• **ACTIVITY**: From the line containing "Identify one point on each instance of the ribbed" onward, every line of the entries is to be set down exactly, the last line included.

• **TASK INPUTS**:
══════
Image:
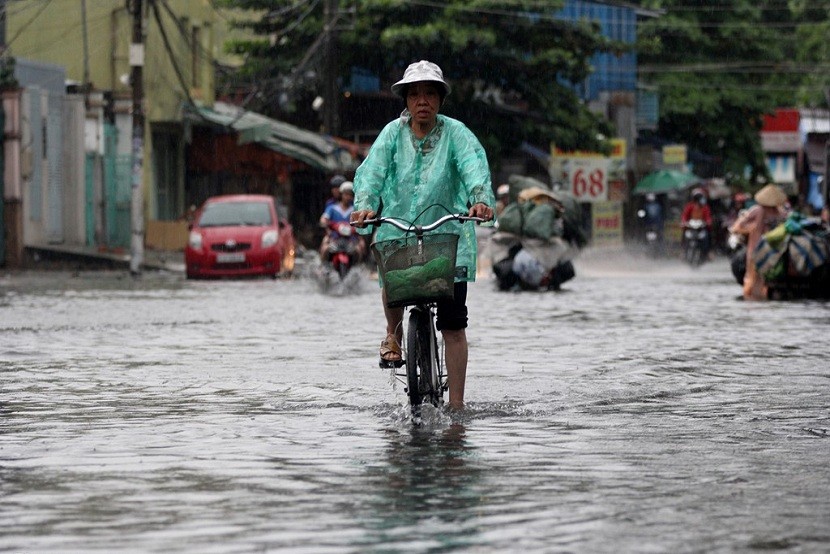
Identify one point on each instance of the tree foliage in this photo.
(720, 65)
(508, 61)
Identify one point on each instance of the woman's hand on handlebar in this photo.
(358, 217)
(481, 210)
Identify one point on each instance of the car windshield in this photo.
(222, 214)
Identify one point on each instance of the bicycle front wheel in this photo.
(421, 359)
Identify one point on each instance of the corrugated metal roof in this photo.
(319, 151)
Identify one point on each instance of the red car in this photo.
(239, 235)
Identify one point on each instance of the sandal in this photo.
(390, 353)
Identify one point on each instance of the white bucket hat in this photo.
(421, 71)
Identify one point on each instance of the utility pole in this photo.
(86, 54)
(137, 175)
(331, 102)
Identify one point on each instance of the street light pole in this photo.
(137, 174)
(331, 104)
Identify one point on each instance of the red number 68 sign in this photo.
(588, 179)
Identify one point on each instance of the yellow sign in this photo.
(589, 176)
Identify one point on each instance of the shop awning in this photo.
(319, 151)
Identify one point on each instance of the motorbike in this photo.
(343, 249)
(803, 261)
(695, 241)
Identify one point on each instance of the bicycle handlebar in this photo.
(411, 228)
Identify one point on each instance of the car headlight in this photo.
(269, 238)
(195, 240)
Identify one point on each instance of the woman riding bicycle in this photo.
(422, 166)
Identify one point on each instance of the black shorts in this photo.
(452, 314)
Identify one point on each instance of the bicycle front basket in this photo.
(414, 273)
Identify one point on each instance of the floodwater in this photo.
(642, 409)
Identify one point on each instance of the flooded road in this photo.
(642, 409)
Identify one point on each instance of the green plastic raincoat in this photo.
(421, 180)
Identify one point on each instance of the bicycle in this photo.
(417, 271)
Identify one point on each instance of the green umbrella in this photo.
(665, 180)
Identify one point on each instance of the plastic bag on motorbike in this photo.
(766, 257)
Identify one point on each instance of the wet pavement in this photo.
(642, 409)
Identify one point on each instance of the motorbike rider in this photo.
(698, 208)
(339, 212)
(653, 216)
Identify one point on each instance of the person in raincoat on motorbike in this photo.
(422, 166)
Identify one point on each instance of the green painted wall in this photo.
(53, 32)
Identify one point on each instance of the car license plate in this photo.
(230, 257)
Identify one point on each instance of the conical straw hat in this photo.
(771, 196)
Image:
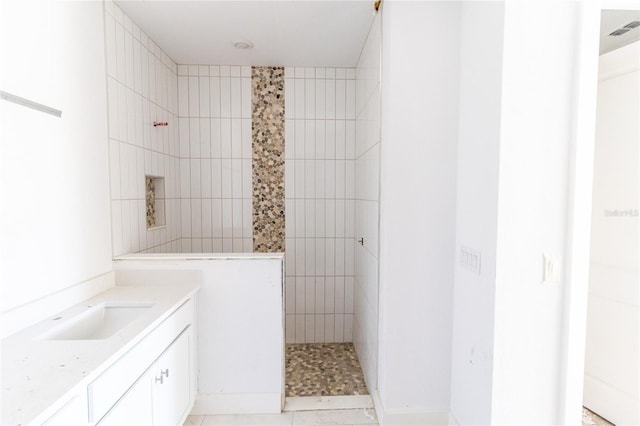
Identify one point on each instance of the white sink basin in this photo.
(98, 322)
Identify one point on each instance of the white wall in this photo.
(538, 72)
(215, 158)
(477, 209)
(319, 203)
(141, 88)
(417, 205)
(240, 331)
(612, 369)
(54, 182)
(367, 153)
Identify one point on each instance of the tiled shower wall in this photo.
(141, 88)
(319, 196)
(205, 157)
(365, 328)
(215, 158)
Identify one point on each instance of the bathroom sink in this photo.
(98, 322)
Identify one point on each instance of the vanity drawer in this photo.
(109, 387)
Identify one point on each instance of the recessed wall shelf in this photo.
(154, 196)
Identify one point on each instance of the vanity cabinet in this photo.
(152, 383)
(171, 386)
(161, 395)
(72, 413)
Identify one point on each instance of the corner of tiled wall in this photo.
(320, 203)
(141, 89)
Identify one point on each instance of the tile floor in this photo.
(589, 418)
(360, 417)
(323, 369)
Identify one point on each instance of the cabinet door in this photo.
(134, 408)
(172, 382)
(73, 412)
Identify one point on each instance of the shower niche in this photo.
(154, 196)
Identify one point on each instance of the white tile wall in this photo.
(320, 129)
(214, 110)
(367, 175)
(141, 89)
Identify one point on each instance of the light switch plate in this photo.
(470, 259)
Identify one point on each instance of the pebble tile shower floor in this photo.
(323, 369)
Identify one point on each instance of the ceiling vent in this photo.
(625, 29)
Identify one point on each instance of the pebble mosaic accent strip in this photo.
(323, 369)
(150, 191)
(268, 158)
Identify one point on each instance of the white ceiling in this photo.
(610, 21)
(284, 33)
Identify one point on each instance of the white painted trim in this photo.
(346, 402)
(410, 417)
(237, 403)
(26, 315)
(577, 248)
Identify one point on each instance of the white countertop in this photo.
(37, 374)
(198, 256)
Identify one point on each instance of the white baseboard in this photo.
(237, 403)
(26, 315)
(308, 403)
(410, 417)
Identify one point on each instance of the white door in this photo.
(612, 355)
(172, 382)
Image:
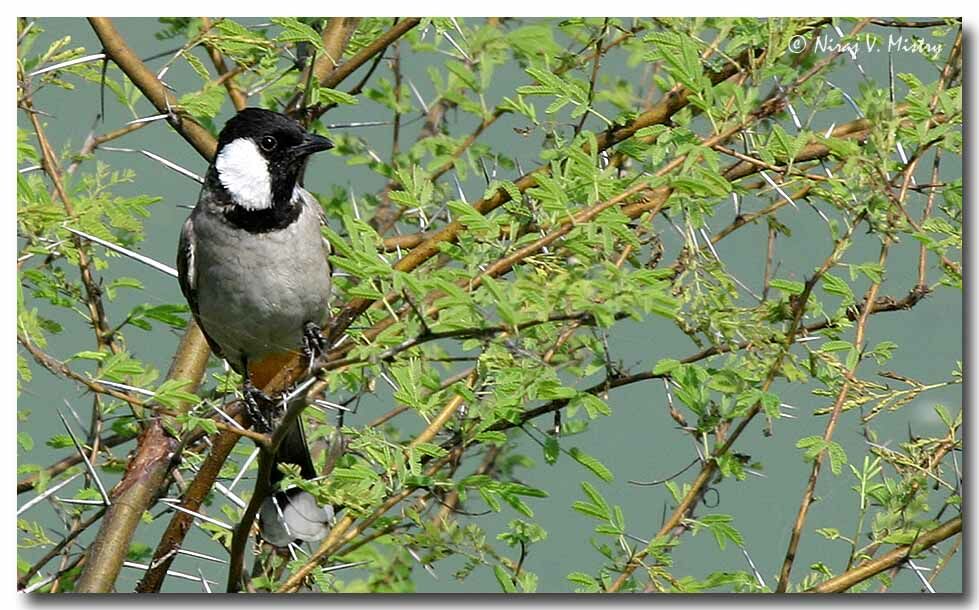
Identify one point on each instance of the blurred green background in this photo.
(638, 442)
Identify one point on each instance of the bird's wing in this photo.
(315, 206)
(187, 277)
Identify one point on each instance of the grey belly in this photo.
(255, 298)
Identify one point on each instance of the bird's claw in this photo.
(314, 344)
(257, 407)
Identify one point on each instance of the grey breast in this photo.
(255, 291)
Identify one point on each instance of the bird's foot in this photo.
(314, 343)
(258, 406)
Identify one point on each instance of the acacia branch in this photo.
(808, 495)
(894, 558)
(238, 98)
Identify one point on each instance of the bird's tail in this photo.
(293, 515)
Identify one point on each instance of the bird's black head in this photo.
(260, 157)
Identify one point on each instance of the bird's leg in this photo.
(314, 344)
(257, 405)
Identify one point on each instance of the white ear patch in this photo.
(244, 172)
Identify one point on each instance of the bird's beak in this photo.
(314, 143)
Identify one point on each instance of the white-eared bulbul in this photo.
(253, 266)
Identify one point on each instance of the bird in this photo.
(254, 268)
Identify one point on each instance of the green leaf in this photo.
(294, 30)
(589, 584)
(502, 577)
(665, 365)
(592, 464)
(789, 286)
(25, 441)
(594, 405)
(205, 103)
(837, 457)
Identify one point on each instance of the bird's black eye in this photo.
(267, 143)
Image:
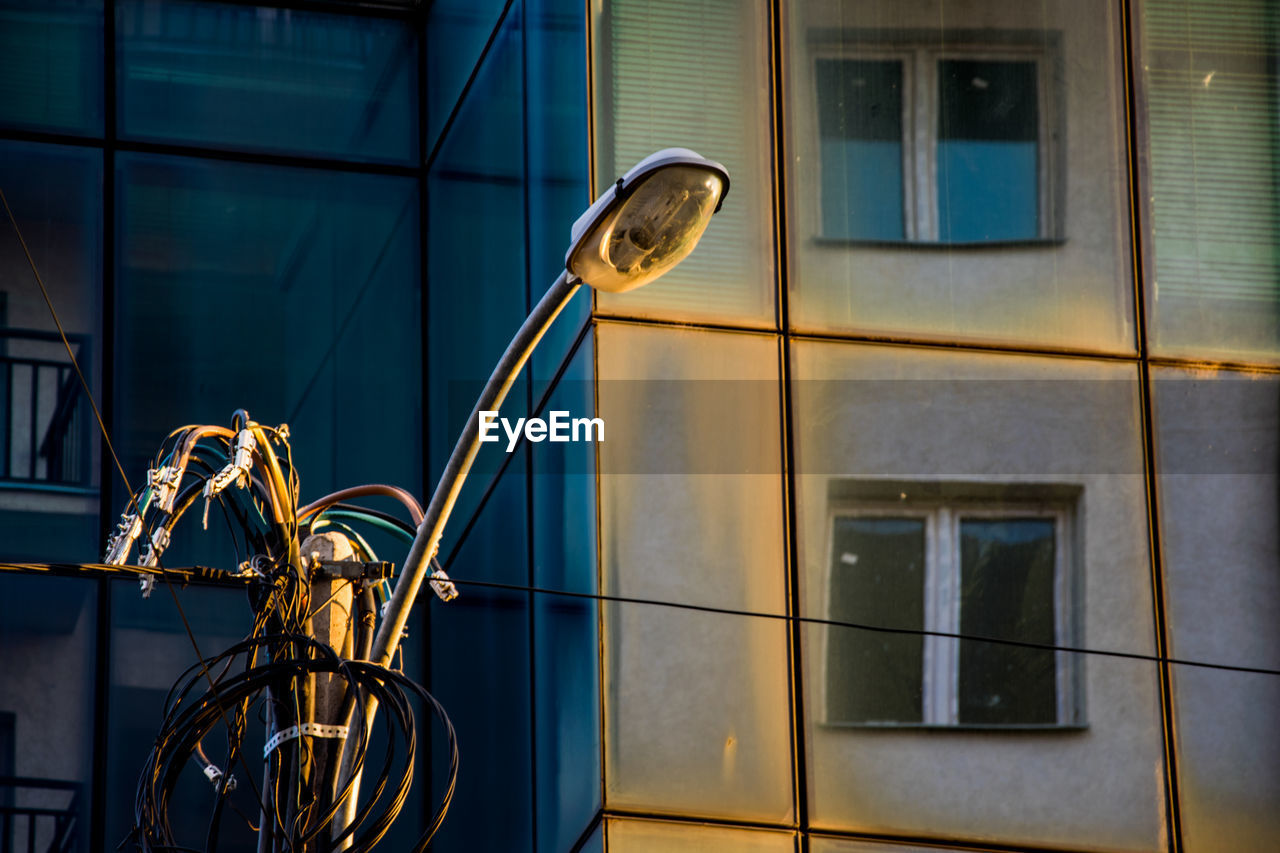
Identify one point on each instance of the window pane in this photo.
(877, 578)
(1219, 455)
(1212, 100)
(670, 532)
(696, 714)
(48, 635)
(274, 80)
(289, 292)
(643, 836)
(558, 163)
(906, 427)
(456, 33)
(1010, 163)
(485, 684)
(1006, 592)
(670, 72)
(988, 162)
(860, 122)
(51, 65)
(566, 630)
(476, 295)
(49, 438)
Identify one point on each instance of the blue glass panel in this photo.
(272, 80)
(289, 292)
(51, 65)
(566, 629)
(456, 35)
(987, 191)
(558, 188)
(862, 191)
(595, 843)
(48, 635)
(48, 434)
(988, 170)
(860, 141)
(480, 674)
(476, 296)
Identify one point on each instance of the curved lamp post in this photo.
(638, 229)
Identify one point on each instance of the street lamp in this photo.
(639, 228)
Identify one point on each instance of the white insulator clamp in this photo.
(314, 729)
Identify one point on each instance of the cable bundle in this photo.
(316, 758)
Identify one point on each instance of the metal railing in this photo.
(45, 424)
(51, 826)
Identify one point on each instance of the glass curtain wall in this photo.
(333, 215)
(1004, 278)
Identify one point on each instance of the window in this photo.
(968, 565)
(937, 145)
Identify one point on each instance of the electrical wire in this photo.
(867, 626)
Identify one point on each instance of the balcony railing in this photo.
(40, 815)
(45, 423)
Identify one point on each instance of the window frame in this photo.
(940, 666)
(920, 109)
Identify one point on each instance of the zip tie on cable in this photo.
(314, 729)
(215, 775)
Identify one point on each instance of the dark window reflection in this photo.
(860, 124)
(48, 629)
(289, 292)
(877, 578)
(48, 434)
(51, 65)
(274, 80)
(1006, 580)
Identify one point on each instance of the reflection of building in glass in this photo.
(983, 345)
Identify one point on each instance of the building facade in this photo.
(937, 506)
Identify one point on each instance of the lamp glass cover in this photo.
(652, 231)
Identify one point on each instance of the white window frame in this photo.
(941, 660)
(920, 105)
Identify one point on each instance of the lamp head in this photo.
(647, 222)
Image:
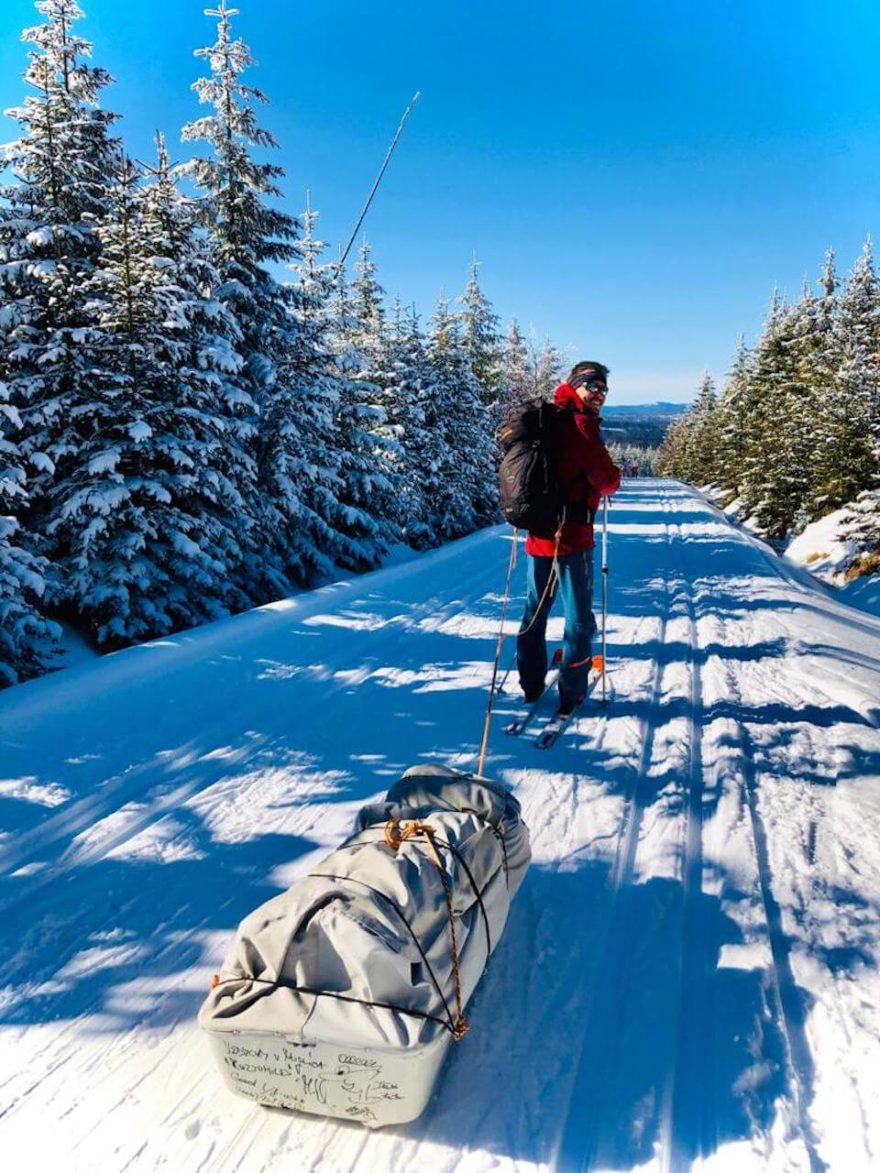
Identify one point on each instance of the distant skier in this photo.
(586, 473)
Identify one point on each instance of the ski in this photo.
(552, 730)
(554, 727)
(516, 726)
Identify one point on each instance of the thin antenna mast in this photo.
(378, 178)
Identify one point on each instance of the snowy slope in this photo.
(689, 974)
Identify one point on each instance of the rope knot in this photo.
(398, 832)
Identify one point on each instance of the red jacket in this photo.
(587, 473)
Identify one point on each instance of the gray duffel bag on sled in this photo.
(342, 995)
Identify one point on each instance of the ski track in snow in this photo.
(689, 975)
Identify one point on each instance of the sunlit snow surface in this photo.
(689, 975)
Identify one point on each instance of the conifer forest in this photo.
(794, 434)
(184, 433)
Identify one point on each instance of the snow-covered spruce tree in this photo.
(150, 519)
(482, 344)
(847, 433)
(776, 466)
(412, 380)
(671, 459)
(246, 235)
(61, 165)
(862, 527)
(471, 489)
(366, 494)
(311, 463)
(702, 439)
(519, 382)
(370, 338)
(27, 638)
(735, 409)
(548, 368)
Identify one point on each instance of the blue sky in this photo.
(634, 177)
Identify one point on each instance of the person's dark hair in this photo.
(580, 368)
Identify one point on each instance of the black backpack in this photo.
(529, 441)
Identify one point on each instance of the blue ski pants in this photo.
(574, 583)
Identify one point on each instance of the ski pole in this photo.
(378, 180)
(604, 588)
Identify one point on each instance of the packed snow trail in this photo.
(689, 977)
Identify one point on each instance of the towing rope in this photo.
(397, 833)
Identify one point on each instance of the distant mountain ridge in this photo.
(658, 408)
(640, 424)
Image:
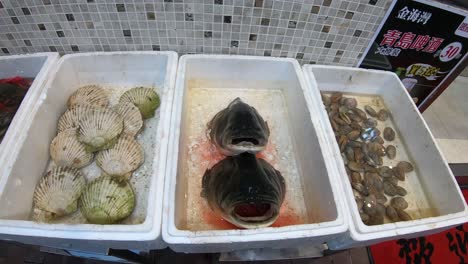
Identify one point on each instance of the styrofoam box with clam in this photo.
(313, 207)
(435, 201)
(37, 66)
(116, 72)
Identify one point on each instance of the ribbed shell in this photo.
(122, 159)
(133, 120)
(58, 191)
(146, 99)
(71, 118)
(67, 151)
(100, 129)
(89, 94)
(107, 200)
══════
• **TASK SOLUTION**:
Identify one point on each instance of the ribbed shell in this photo.
(122, 159)
(133, 120)
(58, 191)
(146, 99)
(71, 118)
(67, 151)
(100, 129)
(89, 94)
(107, 200)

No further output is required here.